=== Required action ===
Can you retype the Ceph setup page below in full, word for word?

Skip to main content
Version: v25.1.1

Setup Ceph

Provisioning Ceph storage clusters via script on dedicated nodes

You can provision a Ceph storage cluster on dedicated nodes using the automated provisioning script. The script runs an Ansible playbook that handles the full lifecycle: installation, bootstrapping, node expansion, OSD provisioning, pool creation, and keyring generation.

Prerequisites

Prepare the inventory

Before running --provision-ceph, the bootstrap phase (platform-setup.sh --bootstrap) must have completed.

The network fabric and storage network must be up. The nodes with role: storage in servers.list must have been PXE-booted and have Ubuntu installed — these are the nodes that will form the Ceph cluster.


ceph_mon_hosts · required

Hostnames of the storage nodes, taken from servers.list entries with role: storage. The monitor count must be odd and ≥ 3 for quorum; in an AI Factory deployment the same nodes serve as both Ceph monitors and OSDs.

ceph_mon_hosts: [storage0, storage1, storage2]

ceph_mon_ips · required

Storage network IP of each node, in the same order as ceph_mon_hosts. Taken from the storage_ip field in servers.list.

ceph_mon_ips: [10.33.0.20, 10.33.0.21, 10.33.0.22]

ceph.public_network · required

CIDR of the storage network — the same subnet as the storage_ip addresses above.

ceph.public_network: 10.33.0.0/24

ceph_fsid · required

Stable UUID that identifies the cluster. Generate once with uuidgen and commit it to inventory.

When running against an existing cluster, this must match its current FSID — a mismatch causes OSD device label lookups to fail and the playbook will not manage the cluster.

uuidgen

ceph.osd_replication · required · default: 2

Number of data copies per object. 2 is standard; use 3 only for extra durability, which requires ≥ 3 OSDs.


ceph.pg_count · default: auto

Per-pool placement group count. Omit to auto-calculate:

(OSD count × 100) / osd_replication / pool_count

rounded up to the next power of 2. For example, 6 OSDs with replication 2 across 4 pools → 64 PGs per pool.

=== Data extract ===

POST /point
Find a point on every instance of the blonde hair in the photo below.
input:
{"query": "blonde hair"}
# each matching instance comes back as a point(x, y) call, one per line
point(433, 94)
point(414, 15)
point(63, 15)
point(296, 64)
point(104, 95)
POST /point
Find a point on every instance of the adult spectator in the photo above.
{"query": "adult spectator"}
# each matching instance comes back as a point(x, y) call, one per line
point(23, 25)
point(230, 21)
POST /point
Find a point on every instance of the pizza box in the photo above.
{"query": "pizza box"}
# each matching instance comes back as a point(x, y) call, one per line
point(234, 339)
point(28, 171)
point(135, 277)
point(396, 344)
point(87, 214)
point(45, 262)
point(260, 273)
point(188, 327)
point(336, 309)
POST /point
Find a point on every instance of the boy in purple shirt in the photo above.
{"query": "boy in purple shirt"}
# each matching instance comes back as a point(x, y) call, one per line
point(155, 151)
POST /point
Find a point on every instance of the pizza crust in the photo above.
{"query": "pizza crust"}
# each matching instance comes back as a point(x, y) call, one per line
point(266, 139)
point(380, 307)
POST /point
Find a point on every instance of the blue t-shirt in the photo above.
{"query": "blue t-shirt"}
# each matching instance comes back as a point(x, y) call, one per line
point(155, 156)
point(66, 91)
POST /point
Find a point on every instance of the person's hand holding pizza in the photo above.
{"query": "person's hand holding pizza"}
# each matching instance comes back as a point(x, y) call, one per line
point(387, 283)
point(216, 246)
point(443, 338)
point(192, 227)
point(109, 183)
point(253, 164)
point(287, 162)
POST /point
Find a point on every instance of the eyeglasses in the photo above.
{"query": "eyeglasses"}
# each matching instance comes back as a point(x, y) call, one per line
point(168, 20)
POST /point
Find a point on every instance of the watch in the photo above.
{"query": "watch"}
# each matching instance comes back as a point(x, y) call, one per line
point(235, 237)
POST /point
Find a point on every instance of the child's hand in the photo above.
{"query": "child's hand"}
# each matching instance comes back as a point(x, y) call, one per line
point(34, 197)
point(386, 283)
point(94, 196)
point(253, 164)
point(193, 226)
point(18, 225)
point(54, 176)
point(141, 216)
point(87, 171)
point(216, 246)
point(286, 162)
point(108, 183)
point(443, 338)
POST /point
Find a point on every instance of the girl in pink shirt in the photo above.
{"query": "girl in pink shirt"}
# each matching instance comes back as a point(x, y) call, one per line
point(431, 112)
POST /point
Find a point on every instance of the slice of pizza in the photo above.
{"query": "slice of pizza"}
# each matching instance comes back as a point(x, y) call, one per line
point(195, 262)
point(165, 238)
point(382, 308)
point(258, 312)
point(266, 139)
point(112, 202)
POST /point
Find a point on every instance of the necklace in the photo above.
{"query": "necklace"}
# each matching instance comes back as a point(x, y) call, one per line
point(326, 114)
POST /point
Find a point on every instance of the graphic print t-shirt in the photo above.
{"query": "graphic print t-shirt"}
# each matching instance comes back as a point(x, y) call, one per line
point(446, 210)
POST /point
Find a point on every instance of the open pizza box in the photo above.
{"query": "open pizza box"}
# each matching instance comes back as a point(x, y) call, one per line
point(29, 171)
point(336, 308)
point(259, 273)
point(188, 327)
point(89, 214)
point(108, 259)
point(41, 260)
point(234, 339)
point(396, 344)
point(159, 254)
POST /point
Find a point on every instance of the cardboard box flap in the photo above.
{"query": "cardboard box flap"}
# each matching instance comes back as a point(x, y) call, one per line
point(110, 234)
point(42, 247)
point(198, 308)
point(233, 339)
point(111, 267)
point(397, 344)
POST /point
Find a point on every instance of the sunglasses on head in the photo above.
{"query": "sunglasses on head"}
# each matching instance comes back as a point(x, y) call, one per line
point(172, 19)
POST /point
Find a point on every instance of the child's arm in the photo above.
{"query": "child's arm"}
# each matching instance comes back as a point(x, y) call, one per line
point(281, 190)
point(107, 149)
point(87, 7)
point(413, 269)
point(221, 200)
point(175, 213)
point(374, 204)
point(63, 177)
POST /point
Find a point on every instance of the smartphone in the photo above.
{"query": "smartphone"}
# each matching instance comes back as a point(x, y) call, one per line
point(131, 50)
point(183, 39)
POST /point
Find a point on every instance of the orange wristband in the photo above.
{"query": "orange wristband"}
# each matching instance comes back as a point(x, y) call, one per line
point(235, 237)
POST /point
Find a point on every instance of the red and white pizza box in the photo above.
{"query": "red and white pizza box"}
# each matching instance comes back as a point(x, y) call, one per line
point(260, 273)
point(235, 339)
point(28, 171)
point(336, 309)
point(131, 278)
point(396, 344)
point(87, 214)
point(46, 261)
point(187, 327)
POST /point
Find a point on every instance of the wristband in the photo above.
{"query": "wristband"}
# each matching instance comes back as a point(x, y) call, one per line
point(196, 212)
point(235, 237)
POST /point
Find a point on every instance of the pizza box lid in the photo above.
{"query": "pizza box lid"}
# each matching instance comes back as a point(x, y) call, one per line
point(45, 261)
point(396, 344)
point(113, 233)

=== Expected answer ===
Skip to main content
Version: v25.1.1

Setup Ceph

Provisioning Ceph storage clusters via script on dedicated nodes

You can provision a Ceph storage cluster on dedicated nodes using the automated provisioning script. The script runs an Ansible playbook that handles the full lifecycle: installation, bootstrapping, node expansion, OSD provisioning, pool creation, and keyring generation.

Prerequisites

Prepare the inventory

Before running --provision-ceph, the bootstrap phase (platform-setup.sh --bootstrap) must have completed.

The network fabric and storage network must be up. The nodes with role: storage in servers.list must have been PXE-booted and have Ubuntu installed — these are the nodes that will form the Ceph cluster.


ceph_mon_hosts · required

Hostnames of the storage nodes, taken from servers.list entries with role: storage. The monitor count must be odd and ≥ 3 for quorum; in an AI Factory deployment the same nodes serve as both Ceph monitors and OSDs.

ceph_mon_hosts: [storage0, storage1, storage2]

ceph_mon_ips · required

Storage network IP of each node, in the same order as ceph_mon_hosts. Taken from the storage_ip field in servers.list.

ceph_mon_ips: [10.33.0.20, 10.33.0.21, 10.33.0.22]

ceph.public_network · required

CIDR of the storage network — the same subnet as the storage_ip addresses above.

ceph.public_network: 10.33.0.0/24

ceph_fsid · required

Stable UUID that identifies the cluster. Generate once with uuidgen and commit it to inventory.

When running against an existing cluster, this must match its current FSID — a mismatch causes OSD device label lookups to fail and the playbook will not manage the cluster.

uuidgen

ceph.osd_replication · required · default: 2

Number of data copies per object. 2 is standard; use 3 only for extra durability, which requires ≥ 3 OSDs.


ceph.pg_count · default: auto

Per-pool placement group count. Omit to auto-calculate:

(OSD count × 100) / osd_replication / pool_count

rounded up to the next power of 2. For example, 6 OSDs with replication 2 across 4 pools → 64 PGs per pool.